### WORK REQUIRED
Using the data below, report how many lines hold the word "branch". Include nothing else in the reply.
══════════════════════════════
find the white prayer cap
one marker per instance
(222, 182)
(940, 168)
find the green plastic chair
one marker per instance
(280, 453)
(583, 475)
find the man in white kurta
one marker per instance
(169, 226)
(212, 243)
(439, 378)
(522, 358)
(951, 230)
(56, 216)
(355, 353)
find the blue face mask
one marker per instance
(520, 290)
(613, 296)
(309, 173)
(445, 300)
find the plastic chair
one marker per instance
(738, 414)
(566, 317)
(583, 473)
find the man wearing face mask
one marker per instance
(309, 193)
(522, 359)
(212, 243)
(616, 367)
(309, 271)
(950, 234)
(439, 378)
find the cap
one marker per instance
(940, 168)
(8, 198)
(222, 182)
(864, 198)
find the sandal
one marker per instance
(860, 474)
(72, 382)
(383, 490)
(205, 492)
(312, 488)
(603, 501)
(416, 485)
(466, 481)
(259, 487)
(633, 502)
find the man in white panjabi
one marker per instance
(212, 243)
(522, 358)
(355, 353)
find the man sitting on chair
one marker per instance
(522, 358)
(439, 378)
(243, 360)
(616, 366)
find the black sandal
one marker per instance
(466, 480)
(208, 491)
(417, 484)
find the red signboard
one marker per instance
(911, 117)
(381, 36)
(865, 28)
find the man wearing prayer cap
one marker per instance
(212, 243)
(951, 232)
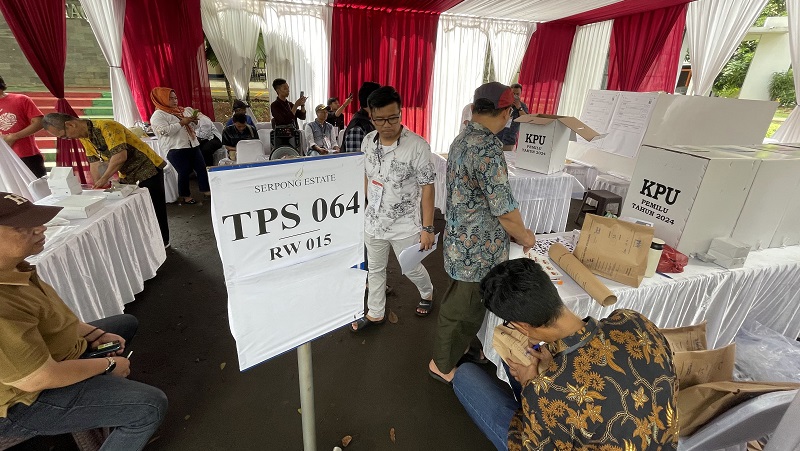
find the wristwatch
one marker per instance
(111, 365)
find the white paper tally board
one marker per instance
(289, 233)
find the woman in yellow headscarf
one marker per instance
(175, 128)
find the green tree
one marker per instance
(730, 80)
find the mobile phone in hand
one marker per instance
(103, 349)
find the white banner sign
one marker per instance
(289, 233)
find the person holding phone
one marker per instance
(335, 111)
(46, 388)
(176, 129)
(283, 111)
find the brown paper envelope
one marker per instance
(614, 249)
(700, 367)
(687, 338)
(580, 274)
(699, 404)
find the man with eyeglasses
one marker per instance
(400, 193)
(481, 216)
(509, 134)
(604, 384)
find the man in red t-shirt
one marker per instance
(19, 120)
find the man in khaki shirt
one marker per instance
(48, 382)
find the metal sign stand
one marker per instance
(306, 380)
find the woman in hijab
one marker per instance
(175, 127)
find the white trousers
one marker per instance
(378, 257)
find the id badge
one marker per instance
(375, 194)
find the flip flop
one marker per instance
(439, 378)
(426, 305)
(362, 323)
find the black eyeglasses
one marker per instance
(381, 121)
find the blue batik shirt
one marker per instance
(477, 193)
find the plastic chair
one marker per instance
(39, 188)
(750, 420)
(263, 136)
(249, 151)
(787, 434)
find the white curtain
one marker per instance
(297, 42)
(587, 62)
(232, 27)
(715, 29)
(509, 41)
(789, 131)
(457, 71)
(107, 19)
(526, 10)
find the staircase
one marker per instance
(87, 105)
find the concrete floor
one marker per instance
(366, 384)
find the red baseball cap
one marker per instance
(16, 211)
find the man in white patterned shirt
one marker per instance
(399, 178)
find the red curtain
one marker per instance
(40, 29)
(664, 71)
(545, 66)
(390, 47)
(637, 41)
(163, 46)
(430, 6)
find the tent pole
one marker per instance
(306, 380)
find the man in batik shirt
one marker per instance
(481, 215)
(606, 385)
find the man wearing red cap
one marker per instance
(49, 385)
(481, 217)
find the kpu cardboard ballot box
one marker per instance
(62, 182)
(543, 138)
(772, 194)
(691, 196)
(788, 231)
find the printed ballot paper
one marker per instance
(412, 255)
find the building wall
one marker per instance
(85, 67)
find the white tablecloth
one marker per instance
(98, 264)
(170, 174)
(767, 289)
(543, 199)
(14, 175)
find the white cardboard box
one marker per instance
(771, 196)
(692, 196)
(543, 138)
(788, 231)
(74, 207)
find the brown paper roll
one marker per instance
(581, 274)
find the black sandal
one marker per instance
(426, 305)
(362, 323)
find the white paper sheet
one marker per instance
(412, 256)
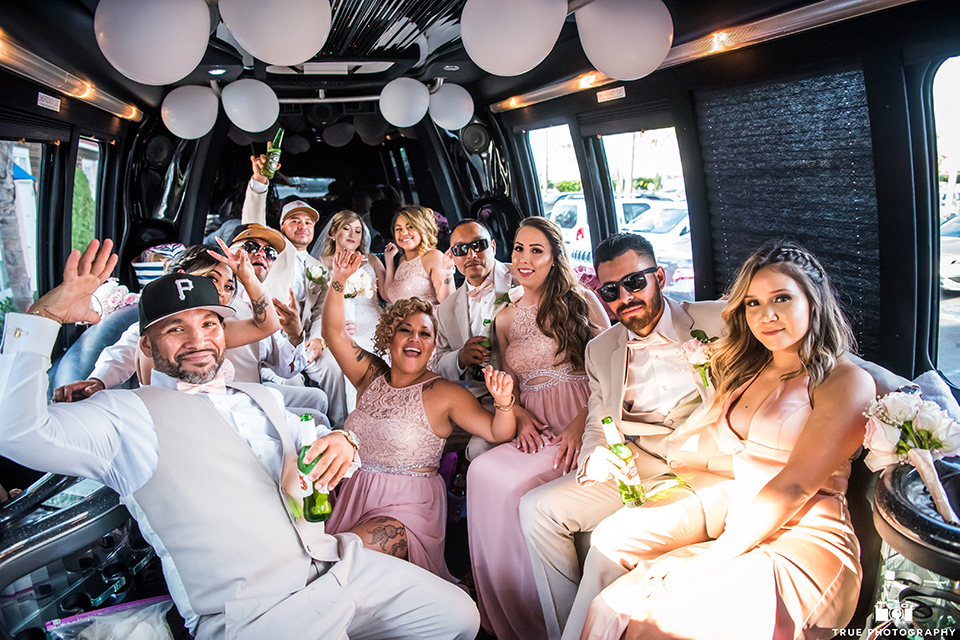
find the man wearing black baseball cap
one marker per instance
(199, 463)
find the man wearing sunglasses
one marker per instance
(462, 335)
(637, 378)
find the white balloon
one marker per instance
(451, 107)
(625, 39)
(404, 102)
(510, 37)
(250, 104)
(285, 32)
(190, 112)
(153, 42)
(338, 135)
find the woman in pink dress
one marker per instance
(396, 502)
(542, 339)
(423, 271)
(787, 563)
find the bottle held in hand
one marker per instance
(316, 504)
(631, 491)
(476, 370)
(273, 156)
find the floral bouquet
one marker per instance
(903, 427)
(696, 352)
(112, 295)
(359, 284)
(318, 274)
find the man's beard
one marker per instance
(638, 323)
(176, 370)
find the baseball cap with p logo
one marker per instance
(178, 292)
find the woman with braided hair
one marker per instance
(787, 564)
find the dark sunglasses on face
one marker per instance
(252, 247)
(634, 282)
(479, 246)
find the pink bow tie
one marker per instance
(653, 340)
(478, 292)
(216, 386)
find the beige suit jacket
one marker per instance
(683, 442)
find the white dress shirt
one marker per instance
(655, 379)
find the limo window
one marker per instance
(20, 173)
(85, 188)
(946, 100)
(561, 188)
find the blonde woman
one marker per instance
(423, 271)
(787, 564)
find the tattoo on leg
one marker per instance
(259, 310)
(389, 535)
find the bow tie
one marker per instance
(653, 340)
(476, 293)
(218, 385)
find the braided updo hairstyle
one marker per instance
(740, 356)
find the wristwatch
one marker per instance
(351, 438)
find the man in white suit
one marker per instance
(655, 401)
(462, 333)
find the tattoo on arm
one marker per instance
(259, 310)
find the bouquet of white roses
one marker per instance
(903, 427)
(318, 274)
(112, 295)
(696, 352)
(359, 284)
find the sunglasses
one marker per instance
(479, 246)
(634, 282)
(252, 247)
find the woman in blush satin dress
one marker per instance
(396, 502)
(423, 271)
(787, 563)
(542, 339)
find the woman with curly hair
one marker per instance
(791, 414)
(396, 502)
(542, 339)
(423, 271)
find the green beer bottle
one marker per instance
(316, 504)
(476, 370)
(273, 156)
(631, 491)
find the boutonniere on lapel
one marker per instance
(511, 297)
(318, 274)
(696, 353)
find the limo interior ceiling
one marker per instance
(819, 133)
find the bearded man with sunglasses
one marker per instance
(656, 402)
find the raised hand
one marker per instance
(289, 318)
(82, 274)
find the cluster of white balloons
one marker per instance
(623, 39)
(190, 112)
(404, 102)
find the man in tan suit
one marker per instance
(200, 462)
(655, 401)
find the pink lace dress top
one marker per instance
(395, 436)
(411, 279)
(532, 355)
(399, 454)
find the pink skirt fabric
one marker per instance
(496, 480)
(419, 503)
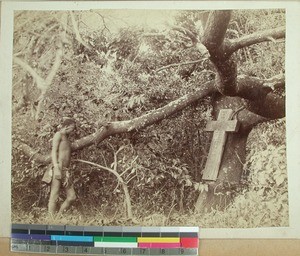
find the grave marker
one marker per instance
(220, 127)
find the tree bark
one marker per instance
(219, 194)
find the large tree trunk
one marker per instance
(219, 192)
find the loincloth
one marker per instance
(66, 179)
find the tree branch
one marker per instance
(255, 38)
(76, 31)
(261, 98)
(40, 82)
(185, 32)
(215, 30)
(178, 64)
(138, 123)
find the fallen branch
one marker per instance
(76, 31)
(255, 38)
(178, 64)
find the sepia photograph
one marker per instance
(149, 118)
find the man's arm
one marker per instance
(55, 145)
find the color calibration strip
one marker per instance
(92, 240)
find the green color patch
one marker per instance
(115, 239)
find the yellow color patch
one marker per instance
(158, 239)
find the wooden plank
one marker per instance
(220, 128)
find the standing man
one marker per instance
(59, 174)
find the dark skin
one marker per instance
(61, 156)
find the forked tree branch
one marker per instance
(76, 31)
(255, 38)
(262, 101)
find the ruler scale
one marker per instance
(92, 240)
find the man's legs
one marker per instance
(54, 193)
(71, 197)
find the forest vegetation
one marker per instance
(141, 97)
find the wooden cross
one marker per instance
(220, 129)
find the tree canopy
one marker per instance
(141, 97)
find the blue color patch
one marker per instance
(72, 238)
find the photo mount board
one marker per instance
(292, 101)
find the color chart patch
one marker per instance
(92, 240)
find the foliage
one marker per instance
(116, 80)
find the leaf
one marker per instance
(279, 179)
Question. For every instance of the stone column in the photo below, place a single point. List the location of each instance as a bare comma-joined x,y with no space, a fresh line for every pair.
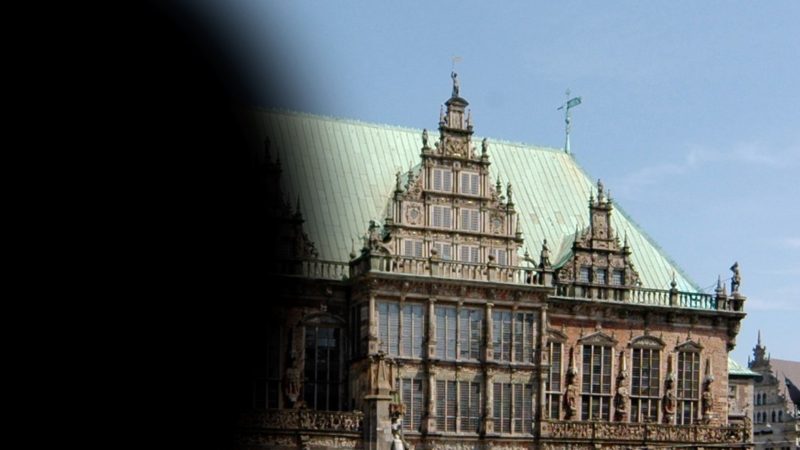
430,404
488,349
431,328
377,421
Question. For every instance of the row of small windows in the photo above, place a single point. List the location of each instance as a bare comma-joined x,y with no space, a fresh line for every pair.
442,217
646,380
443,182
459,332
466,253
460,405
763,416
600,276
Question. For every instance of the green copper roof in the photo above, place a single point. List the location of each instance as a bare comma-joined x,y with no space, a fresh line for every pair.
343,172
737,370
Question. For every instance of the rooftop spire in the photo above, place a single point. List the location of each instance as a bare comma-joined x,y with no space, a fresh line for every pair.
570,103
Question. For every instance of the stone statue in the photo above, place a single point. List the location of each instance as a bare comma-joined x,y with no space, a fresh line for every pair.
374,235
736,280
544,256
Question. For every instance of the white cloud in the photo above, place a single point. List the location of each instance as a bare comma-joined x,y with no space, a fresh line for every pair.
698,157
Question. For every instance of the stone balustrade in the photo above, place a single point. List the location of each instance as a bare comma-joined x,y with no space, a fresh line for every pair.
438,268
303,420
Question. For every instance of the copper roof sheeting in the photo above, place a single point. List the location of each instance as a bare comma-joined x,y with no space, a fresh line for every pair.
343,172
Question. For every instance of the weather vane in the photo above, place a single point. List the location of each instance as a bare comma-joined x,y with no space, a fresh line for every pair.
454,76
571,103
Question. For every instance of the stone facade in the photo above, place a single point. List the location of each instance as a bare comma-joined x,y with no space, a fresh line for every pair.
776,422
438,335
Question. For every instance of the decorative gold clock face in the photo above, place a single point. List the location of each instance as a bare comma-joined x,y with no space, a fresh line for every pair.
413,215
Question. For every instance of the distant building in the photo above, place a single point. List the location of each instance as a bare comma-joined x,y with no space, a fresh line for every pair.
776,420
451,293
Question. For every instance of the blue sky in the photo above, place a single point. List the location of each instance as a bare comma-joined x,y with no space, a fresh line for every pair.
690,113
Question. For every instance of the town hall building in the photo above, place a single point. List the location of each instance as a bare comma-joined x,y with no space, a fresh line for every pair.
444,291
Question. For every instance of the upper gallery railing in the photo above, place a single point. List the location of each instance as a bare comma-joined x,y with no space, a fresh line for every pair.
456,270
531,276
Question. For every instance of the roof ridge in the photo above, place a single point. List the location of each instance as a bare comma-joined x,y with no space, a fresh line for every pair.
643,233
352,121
══════════════════════════════
### SOLUTION
3